::: Input for this task :::

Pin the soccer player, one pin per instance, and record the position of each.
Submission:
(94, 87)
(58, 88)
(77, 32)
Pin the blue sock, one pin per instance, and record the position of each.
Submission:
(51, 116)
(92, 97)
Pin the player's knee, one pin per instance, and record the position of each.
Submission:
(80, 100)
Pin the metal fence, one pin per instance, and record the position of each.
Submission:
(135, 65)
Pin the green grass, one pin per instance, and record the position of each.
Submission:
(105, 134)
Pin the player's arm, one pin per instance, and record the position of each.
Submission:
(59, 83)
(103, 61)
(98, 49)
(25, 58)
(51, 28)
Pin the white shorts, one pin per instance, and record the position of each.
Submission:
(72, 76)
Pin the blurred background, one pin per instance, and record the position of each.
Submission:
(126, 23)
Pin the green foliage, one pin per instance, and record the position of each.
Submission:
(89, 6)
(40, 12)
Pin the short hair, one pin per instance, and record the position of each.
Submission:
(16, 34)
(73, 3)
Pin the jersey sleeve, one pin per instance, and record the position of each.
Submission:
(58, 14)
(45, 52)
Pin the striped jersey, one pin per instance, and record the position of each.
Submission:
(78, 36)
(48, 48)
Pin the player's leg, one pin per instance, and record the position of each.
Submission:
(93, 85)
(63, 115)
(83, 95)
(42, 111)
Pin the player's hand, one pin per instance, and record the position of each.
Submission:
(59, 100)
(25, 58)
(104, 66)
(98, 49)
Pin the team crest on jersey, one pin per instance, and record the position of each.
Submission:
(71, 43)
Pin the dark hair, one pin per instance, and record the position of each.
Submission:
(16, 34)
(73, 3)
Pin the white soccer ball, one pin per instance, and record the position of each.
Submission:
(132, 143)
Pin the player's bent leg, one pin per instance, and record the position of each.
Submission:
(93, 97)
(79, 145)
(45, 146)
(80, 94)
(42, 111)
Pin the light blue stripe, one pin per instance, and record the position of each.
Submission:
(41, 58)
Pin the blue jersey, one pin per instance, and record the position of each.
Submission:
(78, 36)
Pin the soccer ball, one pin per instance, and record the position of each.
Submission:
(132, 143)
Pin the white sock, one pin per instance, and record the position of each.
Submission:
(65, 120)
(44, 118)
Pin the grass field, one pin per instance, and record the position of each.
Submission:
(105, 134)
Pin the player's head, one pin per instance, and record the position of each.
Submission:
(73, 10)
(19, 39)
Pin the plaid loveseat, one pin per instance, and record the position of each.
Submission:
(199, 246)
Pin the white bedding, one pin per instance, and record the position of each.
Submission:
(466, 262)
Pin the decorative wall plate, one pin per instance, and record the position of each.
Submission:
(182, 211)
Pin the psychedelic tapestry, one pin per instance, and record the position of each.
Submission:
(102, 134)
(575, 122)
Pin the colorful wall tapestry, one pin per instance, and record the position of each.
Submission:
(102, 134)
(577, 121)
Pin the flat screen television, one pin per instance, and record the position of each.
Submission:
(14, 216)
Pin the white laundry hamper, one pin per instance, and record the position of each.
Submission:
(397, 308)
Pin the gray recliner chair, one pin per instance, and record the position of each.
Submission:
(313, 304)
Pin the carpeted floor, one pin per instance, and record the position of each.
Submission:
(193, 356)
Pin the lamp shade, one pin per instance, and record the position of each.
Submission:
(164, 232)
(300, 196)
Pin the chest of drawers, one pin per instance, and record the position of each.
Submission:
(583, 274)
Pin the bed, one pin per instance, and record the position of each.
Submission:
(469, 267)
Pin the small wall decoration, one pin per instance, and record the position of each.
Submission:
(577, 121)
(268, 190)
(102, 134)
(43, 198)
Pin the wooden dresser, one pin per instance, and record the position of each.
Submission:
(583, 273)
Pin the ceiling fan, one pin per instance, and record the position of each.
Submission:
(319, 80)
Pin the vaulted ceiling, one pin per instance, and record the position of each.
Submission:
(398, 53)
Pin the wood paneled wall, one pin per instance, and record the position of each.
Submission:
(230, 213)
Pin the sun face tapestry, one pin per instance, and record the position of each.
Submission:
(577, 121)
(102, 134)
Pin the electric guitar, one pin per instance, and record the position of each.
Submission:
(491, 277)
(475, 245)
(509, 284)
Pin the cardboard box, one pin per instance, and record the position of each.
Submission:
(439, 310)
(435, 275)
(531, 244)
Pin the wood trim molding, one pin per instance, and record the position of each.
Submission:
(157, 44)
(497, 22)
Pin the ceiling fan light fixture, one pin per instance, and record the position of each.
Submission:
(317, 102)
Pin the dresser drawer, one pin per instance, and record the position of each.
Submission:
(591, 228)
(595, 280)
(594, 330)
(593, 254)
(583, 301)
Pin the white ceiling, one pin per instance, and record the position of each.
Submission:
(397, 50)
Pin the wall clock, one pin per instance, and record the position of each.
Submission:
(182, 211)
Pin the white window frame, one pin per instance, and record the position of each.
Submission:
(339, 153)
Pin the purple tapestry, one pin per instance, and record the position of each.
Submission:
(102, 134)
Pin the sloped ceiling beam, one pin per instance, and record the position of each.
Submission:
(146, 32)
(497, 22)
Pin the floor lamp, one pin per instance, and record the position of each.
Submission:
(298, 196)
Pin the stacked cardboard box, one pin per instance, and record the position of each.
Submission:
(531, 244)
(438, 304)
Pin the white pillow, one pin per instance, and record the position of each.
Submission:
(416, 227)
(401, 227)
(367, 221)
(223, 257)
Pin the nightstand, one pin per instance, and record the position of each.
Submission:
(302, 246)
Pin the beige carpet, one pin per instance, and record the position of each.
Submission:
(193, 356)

:::

Given task
Please reproduce, word for word, the lines above that run from the one containing "Pin the purple" through the last line of the records, with both ends included.

Solution to this problem
Pin the purple tapestry, one pin per instance, and record the position of each.
Submission:
(102, 134)
Pin the sloped ceiling beam, one pin per instance, and record the position of each.
Submission:
(146, 32)
(497, 22)
Pin the floor lamp, one pin per instance, and record the position of each.
Submission:
(298, 196)
Pin the stacked cardboard box, one pin per instance, and record the position of each.
Submission:
(531, 244)
(438, 304)
Pin the white pillow, one pin per instance, and record the position of each.
Submission:
(416, 227)
(401, 227)
(367, 221)
(223, 257)
Pin the nightstand, one pin per instance, and record the position of each.
Submission:
(302, 246)
Pin the beige carpet, one pin per instance, and record the position of each.
Submission:
(193, 356)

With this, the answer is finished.